──────── Selected text

The Court of Special Appeals summarized the Circuit Court's findings on this matter as follows: “In sum, the [C]ircuit [C]ourt found that there was a conflict of interest that could not be cured․ In the [C]ircuit [C]ourt's view, the risk of conflict outweighed appellant's right to counsel of choice.” Alexis, 209 Md.App. at 660, 61 A.3d at 121. The intermediate appellate court panel agreed with that determination, see id., and concluded that it was “not persuaded that the circuit court erred or abused its discretion by refusing to accept appellant's waiver of Tun's personal conflict of interest.” Id., 209 Md.App. at 661, 61 A.3d at 121.
Without reaching necessarily a determination whether we would have decided the motions as did the Circuit Court, we conclude that such an exercise of discretion was proper; there was no abuse of discretion here. Contrary to Alexis's contention, “a defendant's waiver of the conflict is not always sufficient to cure the conflict .” Alexis, 209 Md.App. at 661, 61 A.3d at 121. That the trial judge held a hearing and articulated his reasoning for his ruling indicates that he recognized the severity of the issues at stake and we assume he considered all relevant arguments tendered. Moreover, the trial judge “was not required to adopt use of co-counsel as a solution where the court perceived that the risk of conflict would persist.” Id., 209 Md.App. at 661, 61 A.3d at 121. See also id. (citing United States v. Agosto, 675 F.2d 965, 974 (8th Cir.1982), as “explain[ing] why appointment of co-counsel [for the purpose of cross-examination of a witness] is not always a cure-all”). Even if we were to admit that, in light of the weighty and important constitutional right to counsel of choice, the trial judge's decision may be close to the edge of the continuum of the proper exercise of discretion, it is our view that the decision does not venture into the far fringes of impropriety that require reversal. The Circuit Court's rulings were not violative of fact or logic, or beyond the fringe of what is minimally acceptable, but rather were evidentiary-based as Goldsberry requires.
As explained earlier in this opinion, “the trial judge is in a unique position to ‘sense the nuances' of the situation before him or her.” Gatewood, 388 Md. at 540, 880 A.2d at 330 (quoting Lykins, 288 Md. at 85, 415 A.2d at 1121). This statement is true especially in a circuit court's decision regarding the disqualification of counsel for alleged conflicts of interest created by prior representation of a key witness for the State. As such, we conclude that “[t]he trial court, whose ‘finger [is] on the pulse of the trial,’ State v. Hawkins, 326 Md. 270, 278, 604 A.2d 489, 493 (1992), had a sound basis to decide ․” that a waiver of the conflict of interest was improper and that the proffered cure was not adequate. See Dehn, 384 Md. at 628–29, 865 A.2d at 616 (holding the trial court's evidentiary rulings was not an abuse of discretion). Thus, we affirm the Circuit Court's ruling to strike defense counsel Tun's appearance.

────────────────
──────── Extracted records

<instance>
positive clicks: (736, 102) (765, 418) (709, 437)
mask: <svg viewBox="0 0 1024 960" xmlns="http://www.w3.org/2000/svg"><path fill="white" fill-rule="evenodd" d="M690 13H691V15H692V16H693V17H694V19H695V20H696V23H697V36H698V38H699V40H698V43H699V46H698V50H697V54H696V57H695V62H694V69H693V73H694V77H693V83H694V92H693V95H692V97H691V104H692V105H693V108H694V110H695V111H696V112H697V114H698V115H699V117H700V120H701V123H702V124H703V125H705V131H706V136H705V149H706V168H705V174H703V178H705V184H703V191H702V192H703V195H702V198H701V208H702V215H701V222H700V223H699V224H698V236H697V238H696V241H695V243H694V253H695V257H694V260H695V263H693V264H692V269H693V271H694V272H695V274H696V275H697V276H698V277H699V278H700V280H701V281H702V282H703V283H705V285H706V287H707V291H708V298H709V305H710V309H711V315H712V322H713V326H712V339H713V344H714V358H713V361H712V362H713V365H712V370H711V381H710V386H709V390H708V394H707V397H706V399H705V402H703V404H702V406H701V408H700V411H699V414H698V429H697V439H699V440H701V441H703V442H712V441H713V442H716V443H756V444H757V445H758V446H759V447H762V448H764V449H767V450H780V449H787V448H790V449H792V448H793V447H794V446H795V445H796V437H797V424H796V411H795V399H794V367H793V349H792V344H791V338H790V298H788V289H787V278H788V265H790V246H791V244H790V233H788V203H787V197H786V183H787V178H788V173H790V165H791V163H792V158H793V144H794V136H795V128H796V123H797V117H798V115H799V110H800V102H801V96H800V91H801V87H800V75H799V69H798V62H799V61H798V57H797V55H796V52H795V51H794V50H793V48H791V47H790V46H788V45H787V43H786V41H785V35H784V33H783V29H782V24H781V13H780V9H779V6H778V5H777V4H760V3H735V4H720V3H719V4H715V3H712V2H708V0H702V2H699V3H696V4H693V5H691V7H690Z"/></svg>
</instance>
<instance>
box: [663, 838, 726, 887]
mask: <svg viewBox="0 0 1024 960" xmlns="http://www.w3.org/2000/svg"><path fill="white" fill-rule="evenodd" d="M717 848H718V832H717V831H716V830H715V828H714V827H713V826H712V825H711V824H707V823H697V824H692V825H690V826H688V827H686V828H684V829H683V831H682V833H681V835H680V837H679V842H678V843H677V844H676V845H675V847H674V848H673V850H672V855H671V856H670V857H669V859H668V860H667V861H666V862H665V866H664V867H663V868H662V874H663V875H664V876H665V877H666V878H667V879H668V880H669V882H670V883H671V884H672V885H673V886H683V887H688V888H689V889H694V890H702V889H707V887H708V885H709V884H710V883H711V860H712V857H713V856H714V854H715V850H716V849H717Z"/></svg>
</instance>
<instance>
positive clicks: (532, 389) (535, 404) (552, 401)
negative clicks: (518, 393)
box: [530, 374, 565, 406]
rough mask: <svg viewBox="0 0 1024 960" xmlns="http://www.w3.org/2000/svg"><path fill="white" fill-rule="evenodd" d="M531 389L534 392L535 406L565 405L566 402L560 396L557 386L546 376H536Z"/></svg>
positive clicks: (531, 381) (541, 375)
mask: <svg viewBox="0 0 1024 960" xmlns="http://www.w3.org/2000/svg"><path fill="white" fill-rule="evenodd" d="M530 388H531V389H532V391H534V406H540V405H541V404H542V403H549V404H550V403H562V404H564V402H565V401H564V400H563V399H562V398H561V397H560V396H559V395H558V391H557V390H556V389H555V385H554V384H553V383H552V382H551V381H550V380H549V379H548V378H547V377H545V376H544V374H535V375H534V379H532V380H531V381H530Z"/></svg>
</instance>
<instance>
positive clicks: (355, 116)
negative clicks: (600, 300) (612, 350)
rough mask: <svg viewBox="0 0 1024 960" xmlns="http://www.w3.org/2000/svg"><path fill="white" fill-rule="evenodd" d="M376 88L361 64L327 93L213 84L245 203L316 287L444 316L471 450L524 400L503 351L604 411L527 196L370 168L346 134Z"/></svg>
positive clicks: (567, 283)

────────────────

▶ Questions
A - Show every line of the rows that contains the string "negative".
B - Write what comes next in the court opinion on striking defense counsel Tun's appearance, starting after its final sentence.

▶ Activity answers
A -
negative clicks: (518, 393)
negative clicks: (600, 300) (612, 350)

B -
III. THE TRIAL COURT'S IMPOSITION OF SEPARATE SENTENCES.
Alexis was charged with and convicted of two counts of solicitation. First, he was charged with and convicted of soliciting his brother Rashadd for the purpose of preventing future testimony, in violation of Maryland Code (2002, 2012 Repl.Vol.), Criminal Law Art., § 9–302(b)(ii). Secondly, Alexis was charged with and convicted of soliciting Rashadd for the purpose of retaliating for prior testimony, in violation of Maryland Code (2002, 2012 Repl. Vol .), Criminal Law Art., § 9–303(b). At sentencing, defense counsel argued that “solicitation to obstruct justice by retaliation for testimony of Bobby Ennels would merge with solicitation to obstruct justice [in the] murder of Bobby Ennels.” The trial court rejected Alexis's merger argument, and imposed two 20–year separate and consecutive sentences. The Court of Special Appeals agreed with the trial court, finding that the separate sentences were warranted.9
Under Maryland law, the doctrine of merger is examined under three distinct tests: (1) the required evidence test; (2) the rule of lenity; and (3) the principle of fundamental fairness. Petitioner does not argue that merger applies here based on the required evidence test. See, e.g., Miles v. State, 349 Md. 215, 227, 707 A.2d 841, 847–48 (1998) (“ ‘When two offenses do not merge under the required evidence test, we have applied as a principle of statutory construction the ‘rule of lenity’ ․‘ ”) (quoting Williams v. State, 323 Md. 312, 321, 593 A.2d 671, 675 (1991)); Monoker v. State, 321 Md. 214, 222, 582 A.2d 525, 529 (1990) (noting that, in cases where two offenses do not merge under the required evidence test, “there are nevertheless times when the offenses will not be punished separately”).
A. Rule of Lenity
The rule of lenity is a common law doctrine that directs courts to construe ambiguous criminal statutes in favor of criminal defendants. In the context of whether two offenses may be punished separately, it is well-understood that “[t]wo crimes created by legislative enactment may not be punished separately if the legislature intended the offenses to be punished by one sentence.” White, 318 Md. at 744, 569 A.2d 1271. The rule of lenity provides that, “if we are unsure of the legislative intent in punishing offenses as a single merged crime or as distinct offenses, we, in effect, give the defendant the benefit of the doubt and hold that the crimes do merge.” Monoker, 321 Md. at 222, 582 A.2d at 529 (citations omitted). See also Miles, 349 Md. at 227, 707 A.2d at 847 (stating that the rule of lenity “ ‘provides that doubt or ambiguity as to whether the legislature intended that there be multiple punishments for the same act or transaction will be resolved against turning a single transaction into multiple offenses .’ ”) (quoting White, 318 Md. at 744, 569 A.2d at 1273) (some internal quotation marks omitted). The driving engine behind the rule is “ ‘that the Court will not interpret a ․ criminal statute so as to increase the penalty that it places on an individual when such an interpretation can be based on no more than a guess as to what [the legislature] intended.’ “ White, 318 Md. at 744, 569 A.2d at 1273 (quoting Simpson v. United States, 435 U.S. 6, 15, 98 S.Ct. 909, 914, 55 L.E.2d 70 (1978)). This statutory construction principle applies, however, only when the statute is ambiguous as to whether the Legislature intended to impose multiple punishments. Id.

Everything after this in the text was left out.